* _Excerpt provided_
■ ■ ■ ■ ■

The "Cluster" portion of MySQL Cluster is configured independently of the MySQL servers. In a MySQL Cluster, each part of the cluster is considered to be a node.
In many contexts, the term "node" is used to indicate a computer, but when discussing MySQL Cluster it means a process. It is possible to run multiple nodes on a single computer; for a computer on which one or more cluster nodes are being run we use the term cluster host.
There are three types of cluster nodes, and in a minimal MySQL Cluster configuration, there will be at least three nodes, one of each of these types:
Management node: The role of this type of node is to manage the other nodes within the MySQL Cluster, performing such functions as providing configuration data, starting and stopping nodes, running backup, and so forth. Because this node type manages the configuration of the other nodes, a node of this type should be started first, before any other node. An MGM node is started with the command ndb_mgmd.
Data node: This type of node stores cluster data. There are as many data nodes as there are replicas, times the number of fragments (see Section 17.1.2, "MySQL Cluster Nodes, Node Groups, Replicas, and Partitions"). For example, with two replicas, each having two fragments, you need four data nodes. One replica is sufficient for data storage, but provides no redundancy; therefore, it is recommended to have 2 (or more) replicas to provide redundancy, and thus high availability. A data node is started with the command ndbd (see Section 17.4.1, "ndbd — The MySQL Cluster Data Node Daemon") or ndbmtd (see Section 17.4.3, "ndbmtd — The MySQL Cluster Data Node Daemon (Multi-Threaded)").
MySQL Cluster tables are normally stored completely in memory rather than on disk (this is why we refer to MySQL Cluster as an in-memory database). However, some MySQL Cluster data can be stored on disk; see Section 17.5.12, "MySQL Cluster Disk Data Tables", for more information.
SQL node: This is a node that accesses the cluster data.

■ ■ ■ ■ ■

Write what comes next in the passage on MySQL Cluster nodes, starting right after its final sentence. The material that comes next plays no part in the work.

(Segmentation data)
■ ■ ■ ■ ■

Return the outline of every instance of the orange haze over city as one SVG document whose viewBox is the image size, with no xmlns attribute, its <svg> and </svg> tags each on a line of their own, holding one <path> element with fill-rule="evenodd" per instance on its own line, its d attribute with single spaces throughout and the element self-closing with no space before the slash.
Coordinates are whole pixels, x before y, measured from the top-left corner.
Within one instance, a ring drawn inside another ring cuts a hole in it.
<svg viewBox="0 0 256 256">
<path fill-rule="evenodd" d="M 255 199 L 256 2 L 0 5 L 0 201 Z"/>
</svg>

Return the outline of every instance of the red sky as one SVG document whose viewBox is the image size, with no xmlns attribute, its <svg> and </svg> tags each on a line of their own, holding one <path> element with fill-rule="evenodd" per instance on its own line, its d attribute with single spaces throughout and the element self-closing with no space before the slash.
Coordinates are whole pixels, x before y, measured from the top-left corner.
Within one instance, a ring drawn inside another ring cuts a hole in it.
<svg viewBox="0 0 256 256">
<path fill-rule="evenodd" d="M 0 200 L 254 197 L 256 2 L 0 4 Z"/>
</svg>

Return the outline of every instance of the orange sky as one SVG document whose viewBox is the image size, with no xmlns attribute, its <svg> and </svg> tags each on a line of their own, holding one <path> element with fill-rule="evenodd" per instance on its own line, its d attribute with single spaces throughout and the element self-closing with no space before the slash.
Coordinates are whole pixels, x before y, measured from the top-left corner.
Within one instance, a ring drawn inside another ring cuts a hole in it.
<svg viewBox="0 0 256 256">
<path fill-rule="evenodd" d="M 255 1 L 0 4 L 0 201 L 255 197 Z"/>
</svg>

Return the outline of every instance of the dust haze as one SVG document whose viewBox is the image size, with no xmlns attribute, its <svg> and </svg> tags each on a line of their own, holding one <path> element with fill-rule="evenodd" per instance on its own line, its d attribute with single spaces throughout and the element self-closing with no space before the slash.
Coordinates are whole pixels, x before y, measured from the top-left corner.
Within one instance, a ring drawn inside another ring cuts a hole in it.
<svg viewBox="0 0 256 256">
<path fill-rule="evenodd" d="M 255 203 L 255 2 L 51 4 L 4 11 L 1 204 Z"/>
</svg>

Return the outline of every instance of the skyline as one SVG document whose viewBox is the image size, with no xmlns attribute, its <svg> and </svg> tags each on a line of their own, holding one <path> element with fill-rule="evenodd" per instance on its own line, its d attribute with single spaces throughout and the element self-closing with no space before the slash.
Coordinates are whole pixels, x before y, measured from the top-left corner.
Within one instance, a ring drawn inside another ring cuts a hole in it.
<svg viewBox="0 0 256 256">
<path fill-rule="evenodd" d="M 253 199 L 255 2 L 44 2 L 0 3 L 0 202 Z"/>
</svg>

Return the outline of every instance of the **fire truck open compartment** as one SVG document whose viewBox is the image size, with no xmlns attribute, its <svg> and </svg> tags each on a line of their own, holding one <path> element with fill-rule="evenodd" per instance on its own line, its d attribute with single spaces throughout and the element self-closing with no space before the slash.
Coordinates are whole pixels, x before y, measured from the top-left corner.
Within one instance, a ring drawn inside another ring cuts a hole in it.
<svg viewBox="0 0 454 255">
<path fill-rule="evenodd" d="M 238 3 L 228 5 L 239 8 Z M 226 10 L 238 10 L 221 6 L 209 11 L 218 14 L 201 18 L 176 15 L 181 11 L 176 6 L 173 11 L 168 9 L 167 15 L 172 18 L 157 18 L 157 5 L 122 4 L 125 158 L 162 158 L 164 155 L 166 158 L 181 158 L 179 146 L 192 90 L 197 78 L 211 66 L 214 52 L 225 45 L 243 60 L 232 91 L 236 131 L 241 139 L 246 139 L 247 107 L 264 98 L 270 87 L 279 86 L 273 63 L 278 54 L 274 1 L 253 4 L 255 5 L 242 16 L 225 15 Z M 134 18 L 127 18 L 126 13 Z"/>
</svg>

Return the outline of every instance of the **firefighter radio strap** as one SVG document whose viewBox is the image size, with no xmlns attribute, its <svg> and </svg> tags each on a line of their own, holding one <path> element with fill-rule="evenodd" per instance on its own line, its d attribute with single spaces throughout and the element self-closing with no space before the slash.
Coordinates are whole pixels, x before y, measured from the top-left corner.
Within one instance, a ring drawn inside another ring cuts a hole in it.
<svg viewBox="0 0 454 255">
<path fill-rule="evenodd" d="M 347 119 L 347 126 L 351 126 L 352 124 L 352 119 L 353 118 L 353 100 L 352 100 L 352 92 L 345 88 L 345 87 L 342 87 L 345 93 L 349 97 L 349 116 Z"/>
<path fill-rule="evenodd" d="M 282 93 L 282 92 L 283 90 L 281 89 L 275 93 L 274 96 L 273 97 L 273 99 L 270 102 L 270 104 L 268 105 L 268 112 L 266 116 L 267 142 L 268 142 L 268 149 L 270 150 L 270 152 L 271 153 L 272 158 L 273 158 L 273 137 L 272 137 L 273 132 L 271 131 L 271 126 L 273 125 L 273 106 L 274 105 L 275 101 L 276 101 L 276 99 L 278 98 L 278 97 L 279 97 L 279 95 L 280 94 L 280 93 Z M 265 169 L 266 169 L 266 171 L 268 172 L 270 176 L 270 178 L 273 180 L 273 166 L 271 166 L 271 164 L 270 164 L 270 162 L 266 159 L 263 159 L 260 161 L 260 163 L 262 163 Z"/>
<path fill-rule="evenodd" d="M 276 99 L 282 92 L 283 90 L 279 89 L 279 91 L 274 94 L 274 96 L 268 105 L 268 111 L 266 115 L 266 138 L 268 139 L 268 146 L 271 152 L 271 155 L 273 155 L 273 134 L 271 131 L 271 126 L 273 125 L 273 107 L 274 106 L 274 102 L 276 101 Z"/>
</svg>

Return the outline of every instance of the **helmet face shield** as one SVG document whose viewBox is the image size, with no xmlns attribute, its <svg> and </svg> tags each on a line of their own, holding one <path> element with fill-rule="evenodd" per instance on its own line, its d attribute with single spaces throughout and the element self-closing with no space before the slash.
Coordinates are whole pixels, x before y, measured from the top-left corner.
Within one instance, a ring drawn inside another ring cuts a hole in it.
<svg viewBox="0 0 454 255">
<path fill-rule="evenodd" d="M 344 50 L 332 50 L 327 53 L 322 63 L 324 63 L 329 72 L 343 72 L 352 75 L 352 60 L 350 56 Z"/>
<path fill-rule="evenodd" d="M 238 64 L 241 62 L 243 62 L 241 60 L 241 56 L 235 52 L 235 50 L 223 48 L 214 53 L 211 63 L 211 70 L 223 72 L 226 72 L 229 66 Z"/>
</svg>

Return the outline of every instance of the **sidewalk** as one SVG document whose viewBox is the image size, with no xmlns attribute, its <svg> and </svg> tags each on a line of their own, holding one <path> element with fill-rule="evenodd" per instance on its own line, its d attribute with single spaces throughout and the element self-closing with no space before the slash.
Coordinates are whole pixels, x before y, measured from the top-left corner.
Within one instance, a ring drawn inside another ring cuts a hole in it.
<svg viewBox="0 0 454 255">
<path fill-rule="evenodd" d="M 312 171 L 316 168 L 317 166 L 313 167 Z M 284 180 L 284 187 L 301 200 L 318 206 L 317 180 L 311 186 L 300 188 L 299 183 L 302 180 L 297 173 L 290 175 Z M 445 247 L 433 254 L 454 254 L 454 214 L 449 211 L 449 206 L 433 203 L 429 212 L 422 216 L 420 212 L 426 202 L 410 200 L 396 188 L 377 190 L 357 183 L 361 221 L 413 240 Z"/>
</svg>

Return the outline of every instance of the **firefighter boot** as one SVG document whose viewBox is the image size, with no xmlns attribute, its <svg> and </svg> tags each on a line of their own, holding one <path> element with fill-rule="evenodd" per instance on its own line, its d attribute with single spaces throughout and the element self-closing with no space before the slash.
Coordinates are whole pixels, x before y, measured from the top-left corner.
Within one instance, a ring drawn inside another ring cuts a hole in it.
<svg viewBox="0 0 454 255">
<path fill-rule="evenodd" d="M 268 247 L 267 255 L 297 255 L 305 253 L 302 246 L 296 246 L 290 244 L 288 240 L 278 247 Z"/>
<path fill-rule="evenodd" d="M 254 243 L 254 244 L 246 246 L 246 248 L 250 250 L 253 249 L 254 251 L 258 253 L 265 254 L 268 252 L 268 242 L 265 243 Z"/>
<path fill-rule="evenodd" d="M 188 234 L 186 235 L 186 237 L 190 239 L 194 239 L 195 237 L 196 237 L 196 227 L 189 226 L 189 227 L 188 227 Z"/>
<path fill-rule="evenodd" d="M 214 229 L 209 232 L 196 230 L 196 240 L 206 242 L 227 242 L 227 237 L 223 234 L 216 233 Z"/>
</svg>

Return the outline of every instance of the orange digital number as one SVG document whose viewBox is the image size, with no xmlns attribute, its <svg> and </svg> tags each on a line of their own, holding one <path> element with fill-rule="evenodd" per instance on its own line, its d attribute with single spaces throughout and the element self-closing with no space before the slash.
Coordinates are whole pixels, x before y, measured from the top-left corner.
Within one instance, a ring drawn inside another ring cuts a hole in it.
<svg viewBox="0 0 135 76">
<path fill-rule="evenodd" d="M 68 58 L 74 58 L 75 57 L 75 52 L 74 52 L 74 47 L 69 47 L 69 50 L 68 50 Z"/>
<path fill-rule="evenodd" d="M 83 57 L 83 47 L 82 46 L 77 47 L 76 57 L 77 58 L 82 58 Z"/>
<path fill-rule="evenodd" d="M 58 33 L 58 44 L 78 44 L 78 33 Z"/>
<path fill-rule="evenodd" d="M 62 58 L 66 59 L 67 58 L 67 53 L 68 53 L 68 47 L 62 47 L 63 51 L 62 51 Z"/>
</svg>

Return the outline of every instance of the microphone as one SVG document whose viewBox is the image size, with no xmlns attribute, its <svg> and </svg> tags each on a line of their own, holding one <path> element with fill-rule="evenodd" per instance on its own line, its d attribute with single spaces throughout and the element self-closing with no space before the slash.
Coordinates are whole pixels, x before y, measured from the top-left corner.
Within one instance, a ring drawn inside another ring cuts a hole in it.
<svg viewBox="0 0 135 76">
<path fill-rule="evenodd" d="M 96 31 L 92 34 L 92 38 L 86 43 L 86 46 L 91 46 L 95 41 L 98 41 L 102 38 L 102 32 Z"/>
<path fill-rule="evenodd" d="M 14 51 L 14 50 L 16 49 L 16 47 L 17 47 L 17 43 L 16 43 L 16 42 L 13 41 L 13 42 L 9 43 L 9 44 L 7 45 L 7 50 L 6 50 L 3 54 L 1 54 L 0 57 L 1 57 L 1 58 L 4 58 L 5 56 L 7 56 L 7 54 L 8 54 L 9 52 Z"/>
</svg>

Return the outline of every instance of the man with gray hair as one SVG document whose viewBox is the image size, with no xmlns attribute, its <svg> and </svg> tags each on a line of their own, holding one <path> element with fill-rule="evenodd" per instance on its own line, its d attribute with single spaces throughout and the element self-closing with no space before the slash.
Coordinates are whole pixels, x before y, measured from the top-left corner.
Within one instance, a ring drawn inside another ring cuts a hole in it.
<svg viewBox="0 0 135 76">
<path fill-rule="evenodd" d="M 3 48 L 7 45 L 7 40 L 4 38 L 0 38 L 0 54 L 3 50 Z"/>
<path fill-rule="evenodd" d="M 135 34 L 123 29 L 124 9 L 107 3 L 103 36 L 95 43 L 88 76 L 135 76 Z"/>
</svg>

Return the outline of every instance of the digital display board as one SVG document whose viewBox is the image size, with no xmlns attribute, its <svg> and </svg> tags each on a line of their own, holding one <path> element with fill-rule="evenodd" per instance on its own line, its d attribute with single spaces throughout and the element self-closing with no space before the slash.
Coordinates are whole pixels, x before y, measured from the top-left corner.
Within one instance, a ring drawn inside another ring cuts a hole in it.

■ ■ ■ ■ ■

* _In response_
In the case of MySQL Cluster, an SQL node is a traditional MySQL server that uses the NDBCLUSTER storage engine. An SQL node is a mysqld process started with the --ndbcluster and --ndb-connectstring
options, which are explained elsewhere in this chapter, possibly with additional MySQL server options as
well.
An SQL node is actually just a specialized type of API node, which designates any application which accesses MySQL Cluster data. Another example of an API node is the ndb_restore utility that is used to restore a cluster backup. It is possible to write such applications using the NDB API. For basic information about the NDB API, see .
It is not realistic to expect to employ a three-node setup in a production environment. Such a configuration provides no redundancy; to benefit from MySQL Cluster's high-availability features, you must use multiple data and SQL nodes. The use of multiple management nodes is also highly recommended.
For a brief introduction to the relationships between nodes, node groups, replicas, and partitions in MySQL Cluster, see Section 17.1.2, "MySQL Cluster Nodes, Node Groups, Replicas, and Partitions".
Configuration of a cluster involves configuring each individual node in the cluster and setting up individual communication links between nodes. MySQL Cluster is currently designed with the intention that data nodes are homogeneous in terms of processor power, memory space, and bandwidth. In addition, to provide a single point of configuration, all configuration data for the cluster as a whole is located in one configuration file.
The management server manages the cluster configuration file and the cluster log. Each node in the cluster retrieves the configuration data from the management server, and so requires a way to determine where the management server resides. When interesting events occur in the data nodes, the nodes transfer information about these events to the management server, which then writes the information to the cluster log.
In addition, there can be any number of cluster client processes or applications. These include standard MySQL
clients, NDB-specific API programs, and management clients. These are described in
the next few paragraphs.
Standard MySQL clients. MySQL Cluster can be used with existing MySQL applications written in PHP, Perl, C, C++, Java, Python, Ruby, and so on. Such client applications send SQL statements to and receive responses from MySQL servers acting as MySQL Cluster SQL nodes in much the same way that they interact with standalone MySQL servers.
MySQL clients using a MySQL Cluster as a data source can be modified to take advantage of the ability to connect
with multiple MySQL servers to achieve load balancing and failover. For example, Java clients using Connector/J
5.0.6 and later can use jdbc:mysql:loadbalance:// URLs (improved in Connector/J
5.1.7) to achieve load balancing transparently; for more information about using Connector/J with MySQL Cluster,
see .
NDB client programs. Client programs can be written that access MySQL
Cluster data directly from the NDBCLUSTER storage engine, bypassing any MySQL
Servers that may connected to the cluster, using the NDB API, a high-level C++ API.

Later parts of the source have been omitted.